--- Requirement ---
Without the pictures, reproduce the records that follow exactly.

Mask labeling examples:
begin

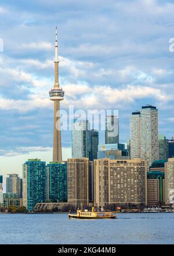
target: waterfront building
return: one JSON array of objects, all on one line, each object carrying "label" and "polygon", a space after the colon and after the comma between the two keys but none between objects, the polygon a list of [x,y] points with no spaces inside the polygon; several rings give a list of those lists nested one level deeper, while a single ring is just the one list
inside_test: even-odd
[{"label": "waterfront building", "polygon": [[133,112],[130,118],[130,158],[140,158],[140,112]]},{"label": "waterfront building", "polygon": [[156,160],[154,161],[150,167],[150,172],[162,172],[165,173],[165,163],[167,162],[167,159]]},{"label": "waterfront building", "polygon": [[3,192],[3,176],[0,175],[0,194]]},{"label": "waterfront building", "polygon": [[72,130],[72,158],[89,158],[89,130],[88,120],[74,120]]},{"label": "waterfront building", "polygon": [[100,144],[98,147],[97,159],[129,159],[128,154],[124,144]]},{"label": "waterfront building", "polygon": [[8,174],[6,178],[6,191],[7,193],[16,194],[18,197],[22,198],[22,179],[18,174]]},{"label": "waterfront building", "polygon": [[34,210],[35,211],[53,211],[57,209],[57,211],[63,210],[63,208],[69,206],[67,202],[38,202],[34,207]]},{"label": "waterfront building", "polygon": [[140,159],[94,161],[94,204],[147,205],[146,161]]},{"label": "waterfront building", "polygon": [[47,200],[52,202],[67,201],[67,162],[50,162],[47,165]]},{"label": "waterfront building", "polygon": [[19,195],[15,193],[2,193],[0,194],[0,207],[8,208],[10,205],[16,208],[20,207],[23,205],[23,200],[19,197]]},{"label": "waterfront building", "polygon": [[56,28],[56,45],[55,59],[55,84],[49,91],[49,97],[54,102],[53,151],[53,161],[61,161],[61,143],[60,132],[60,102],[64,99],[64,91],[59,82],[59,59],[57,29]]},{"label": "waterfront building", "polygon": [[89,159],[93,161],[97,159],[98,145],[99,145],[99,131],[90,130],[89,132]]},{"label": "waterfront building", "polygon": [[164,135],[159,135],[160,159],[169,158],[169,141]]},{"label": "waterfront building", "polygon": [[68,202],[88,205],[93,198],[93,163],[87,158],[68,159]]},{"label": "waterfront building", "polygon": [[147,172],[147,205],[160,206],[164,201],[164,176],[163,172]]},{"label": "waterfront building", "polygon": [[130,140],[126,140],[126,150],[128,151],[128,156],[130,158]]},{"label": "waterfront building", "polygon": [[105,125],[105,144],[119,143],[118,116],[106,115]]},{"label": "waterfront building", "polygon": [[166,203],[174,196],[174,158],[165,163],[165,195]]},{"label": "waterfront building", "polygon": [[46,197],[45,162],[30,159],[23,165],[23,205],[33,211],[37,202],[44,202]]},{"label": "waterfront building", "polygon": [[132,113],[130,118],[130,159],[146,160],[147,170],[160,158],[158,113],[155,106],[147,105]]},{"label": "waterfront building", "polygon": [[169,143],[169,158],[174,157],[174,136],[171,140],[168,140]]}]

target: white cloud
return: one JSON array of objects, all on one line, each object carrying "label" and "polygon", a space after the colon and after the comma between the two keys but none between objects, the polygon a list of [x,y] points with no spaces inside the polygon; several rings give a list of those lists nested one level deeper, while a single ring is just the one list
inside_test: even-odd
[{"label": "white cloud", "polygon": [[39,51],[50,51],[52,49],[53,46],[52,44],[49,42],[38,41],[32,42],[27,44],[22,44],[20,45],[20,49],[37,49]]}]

end

--- Worked solution ---
target: waterfront building
return: one JSON array of objects, all on one line, each object carrying "label" and "polygon", a space after the colon and after the comma between the two keys but none between objects, the polygon a list of [x,y] points with no spaces inside the polygon; several rings give a list of those lists nested one level deeper, while a single ring is just the one list
inside_test: even-odd
[{"label": "waterfront building", "polygon": [[133,112],[130,118],[130,158],[140,158],[140,112]]},{"label": "waterfront building", "polygon": [[156,160],[154,161],[150,167],[150,172],[162,172],[165,173],[165,163],[167,162],[167,159]]},{"label": "waterfront building", "polygon": [[3,192],[3,176],[0,175],[0,194]]},{"label": "waterfront building", "polygon": [[72,130],[72,158],[89,158],[89,130],[88,120],[74,120]]},{"label": "waterfront building", "polygon": [[100,144],[98,147],[97,159],[129,159],[128,154],[124,144]]},{"label": "waterfront building", "polygon": [[8,174],[6,178],[6,191],[7,193],[16,194],[18,197],[22,198],[22,179],[18,174]]},{"label": "waterfront building", "polygon": [[34,210],[35,211],[53,211],[57,209],[57,211],[63,210],[63,208],[69,206],[67,202],[38,202],[34,207]]},{"label": "waterfront building", "polygon": [[140,159],[94,161],[94,204],[147,205],[146,161]]},{"label": "waterfront building", "polygon": [[47,200],[52,202],[67,201],[67,162],[50,162],[47,165]]},{"label": "waterfront building", "polygon": [[19,195],[15,193],[2,193],[0,194],[0,207],[8,208],[10,205],[16,208],[20,207],[23,205],[23,200],[19,197]]},{"label": "waterfront building", "polygon": [[56,28],[56,45],[55,59],[55,84],[49,91],[49,97],[54,102],[53,151],[53,161],[61,161],[61,143],[60,132],[60,102],[64,99],[64,91],[59,82],[59,59],[57,29]]},{"label": "waterfront building", "polygon": [[89,159],[93,161],[97,159],[98,145],[99,145],[99,131],[90,130],[89,132]]},{"label": "waterfront building", "polygon": [[164,135],[159,135],[160,159],[169,158],[169,141]]},{"label": "waterfront building", "polygon": [[68,202],[88,205],[93,198],[93,163],[87,158],[68,159]]},{"label": "waterfront building", "polygon": [[147,172],[147,205],[160,206],[164,201],[164,176],[163,172]]},{"label": "waterfront building", "polygon": [[130,140],[126,140],[126,150],[128,151],[128,156],[130,158]]},{"label": "waterfront building", "polygon": [[105,125],[105,144],[119,143],[118,116],[106,115]]},{"label": "waterfront building", "polygon": [[166,203],[174,196],[174,158],[165,163],[165,195]]},{"label": "waterfront building", "polygon": [[46,197],[45,162],[30,159],[23,165],[23,205],[33,211],[37,202],[44,202]]},{"label": "waterfront building", "polygon": [[132,113],[130,118],[130,159],[146,160],[147,170],[160,158],[158,113],[155,106],[147,105]]},{"label": "waterfront building", "polygon": [[169,143],[169,158],[174,157],[174,136],[171,140],[168,140]]}]

target: white cloud
return: one JSON array of objects, all on one line, each object carrying "label" and "polygon", a space after the colon and after the comma between the two keys but none between objects, the polygon a list of [x,y] points with no spaces inside the polygon; several rings give a list of those lists nested one level deeper, while a single ring is just the one list
inside_test: even-odd
[{"label": "white cloud", "polygon": [[39,51],[50,51],[52,49],[53,46],[52,44],[49,42],[38,41],[32,42],[27,44],[22,44],[20,45],[20,49],[37,49]]}]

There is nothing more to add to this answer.